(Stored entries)
____
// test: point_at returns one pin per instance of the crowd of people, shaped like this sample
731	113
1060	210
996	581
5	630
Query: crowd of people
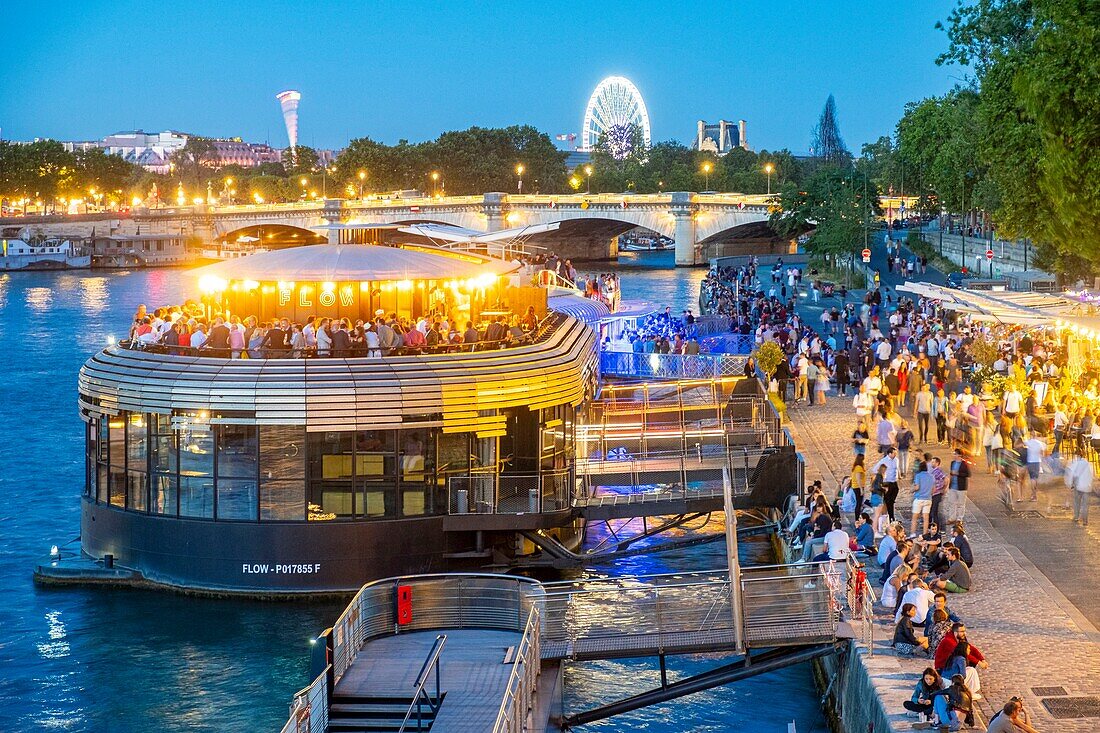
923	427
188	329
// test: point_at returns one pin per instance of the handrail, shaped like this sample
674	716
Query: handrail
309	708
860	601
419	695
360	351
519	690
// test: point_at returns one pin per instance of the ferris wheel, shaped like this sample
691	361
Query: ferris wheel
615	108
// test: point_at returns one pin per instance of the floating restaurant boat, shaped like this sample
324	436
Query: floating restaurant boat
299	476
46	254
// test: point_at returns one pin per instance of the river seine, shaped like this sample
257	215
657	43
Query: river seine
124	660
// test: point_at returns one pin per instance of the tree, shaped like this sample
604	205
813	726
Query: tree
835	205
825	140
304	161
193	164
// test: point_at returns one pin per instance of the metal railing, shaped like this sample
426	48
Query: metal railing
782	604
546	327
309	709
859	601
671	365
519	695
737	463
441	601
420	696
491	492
____
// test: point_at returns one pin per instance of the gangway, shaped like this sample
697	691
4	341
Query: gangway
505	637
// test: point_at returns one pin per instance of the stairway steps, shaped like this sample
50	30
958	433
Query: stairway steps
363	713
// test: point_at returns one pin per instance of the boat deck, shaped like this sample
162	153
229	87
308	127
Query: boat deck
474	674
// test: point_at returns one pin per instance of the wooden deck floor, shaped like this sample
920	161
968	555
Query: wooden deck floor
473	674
____
From the lines above, select each one that contains the string "handrail" and copy it out.

// test: point_at returns one pin per instance of the handrail, shaped like this sample
Query: handrail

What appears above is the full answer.